[Dataset excerpts on object pointing]
---*---
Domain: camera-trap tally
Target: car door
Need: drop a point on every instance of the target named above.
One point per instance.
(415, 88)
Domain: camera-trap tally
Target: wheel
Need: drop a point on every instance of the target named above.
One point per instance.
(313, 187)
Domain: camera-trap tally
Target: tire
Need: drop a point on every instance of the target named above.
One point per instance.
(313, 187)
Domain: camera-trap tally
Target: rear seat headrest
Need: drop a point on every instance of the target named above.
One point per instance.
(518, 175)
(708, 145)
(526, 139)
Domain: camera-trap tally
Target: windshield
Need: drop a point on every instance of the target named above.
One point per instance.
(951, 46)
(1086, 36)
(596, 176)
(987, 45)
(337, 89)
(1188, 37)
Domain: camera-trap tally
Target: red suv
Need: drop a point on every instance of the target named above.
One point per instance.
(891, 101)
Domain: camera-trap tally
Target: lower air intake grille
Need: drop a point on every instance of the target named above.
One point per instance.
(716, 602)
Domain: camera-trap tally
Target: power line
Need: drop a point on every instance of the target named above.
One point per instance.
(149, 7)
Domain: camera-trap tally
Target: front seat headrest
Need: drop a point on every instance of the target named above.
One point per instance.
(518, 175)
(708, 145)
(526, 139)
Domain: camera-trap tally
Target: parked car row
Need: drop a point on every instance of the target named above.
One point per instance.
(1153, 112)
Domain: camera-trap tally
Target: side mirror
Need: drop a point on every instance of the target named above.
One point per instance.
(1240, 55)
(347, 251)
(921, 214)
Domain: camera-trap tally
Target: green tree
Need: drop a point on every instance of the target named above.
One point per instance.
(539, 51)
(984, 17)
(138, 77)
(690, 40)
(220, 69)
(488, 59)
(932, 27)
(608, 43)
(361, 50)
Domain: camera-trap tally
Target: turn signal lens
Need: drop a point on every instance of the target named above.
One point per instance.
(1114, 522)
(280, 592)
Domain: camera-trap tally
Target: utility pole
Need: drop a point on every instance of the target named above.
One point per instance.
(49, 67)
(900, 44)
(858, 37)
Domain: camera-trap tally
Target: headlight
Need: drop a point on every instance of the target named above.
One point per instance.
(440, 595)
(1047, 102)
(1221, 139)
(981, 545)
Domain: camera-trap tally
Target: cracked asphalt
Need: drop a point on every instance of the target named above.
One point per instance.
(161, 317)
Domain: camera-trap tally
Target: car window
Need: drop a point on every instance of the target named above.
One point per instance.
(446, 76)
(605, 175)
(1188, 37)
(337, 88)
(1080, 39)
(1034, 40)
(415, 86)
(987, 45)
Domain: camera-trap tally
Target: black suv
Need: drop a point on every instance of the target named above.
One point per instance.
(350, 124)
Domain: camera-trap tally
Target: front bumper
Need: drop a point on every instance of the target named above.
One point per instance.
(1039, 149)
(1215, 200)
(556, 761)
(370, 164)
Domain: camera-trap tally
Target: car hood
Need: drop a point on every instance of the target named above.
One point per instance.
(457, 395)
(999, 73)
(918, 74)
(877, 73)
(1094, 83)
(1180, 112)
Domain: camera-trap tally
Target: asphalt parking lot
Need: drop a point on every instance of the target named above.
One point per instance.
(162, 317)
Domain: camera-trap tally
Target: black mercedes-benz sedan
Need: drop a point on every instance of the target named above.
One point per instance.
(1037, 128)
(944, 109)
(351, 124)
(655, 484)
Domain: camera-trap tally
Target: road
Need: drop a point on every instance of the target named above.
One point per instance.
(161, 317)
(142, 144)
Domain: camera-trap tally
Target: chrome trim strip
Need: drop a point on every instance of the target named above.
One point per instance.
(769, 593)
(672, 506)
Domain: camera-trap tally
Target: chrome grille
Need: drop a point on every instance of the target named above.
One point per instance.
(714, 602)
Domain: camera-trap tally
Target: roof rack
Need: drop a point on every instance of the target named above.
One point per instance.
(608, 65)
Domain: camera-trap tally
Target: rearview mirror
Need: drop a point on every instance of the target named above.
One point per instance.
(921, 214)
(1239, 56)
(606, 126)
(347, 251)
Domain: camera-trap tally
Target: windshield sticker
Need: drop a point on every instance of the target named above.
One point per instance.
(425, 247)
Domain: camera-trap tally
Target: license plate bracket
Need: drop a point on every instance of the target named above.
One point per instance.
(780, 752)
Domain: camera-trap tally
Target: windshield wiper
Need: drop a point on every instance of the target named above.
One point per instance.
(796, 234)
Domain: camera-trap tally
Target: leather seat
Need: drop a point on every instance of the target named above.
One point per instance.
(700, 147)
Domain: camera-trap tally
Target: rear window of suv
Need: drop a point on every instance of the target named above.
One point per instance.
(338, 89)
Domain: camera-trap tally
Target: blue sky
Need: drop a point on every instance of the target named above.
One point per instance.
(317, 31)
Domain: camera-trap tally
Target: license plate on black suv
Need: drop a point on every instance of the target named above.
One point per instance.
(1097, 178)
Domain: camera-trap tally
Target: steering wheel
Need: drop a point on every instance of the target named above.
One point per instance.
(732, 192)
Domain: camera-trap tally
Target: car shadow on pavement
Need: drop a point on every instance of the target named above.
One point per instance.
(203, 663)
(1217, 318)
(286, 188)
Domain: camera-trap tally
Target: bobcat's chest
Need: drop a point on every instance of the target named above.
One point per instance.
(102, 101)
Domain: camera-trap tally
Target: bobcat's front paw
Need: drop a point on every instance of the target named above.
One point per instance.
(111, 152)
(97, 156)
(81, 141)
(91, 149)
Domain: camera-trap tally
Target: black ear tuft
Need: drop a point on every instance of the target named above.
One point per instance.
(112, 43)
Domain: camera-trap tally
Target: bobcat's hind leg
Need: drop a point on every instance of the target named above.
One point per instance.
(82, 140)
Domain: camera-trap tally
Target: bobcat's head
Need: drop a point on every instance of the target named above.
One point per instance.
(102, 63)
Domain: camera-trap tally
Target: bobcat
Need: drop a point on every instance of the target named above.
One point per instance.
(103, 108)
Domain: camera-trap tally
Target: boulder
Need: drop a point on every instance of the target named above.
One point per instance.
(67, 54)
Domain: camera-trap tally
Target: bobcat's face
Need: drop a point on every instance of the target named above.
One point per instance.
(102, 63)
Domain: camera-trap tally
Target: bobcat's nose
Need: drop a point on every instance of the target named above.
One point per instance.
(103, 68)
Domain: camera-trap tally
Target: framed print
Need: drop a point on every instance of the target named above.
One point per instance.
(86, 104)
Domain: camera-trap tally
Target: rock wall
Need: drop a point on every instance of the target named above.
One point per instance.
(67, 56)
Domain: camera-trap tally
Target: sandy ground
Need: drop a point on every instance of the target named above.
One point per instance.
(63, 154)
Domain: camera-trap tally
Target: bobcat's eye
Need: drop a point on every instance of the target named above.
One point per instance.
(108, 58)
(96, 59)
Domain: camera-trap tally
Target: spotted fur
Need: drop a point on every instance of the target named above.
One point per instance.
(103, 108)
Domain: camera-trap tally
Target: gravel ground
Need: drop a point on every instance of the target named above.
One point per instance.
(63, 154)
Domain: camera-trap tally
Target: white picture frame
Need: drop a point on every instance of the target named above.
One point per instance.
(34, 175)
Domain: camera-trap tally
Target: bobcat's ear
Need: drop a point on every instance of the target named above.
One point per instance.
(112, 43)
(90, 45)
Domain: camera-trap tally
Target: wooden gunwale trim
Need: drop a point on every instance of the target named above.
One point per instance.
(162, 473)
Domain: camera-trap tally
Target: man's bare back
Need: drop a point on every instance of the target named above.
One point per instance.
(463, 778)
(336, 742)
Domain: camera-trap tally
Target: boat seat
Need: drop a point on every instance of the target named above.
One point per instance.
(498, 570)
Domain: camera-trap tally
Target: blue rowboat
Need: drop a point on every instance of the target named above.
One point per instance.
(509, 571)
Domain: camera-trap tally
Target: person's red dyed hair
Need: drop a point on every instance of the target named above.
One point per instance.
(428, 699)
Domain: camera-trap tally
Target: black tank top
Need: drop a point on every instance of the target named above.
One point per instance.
---*---
> **Exercise brief**: Please pull out every line of the material above that contains the word "headrest" and copy each one unchanged.

> **Answer in full**:
Target: rear seat headrest
Target: front seat headrest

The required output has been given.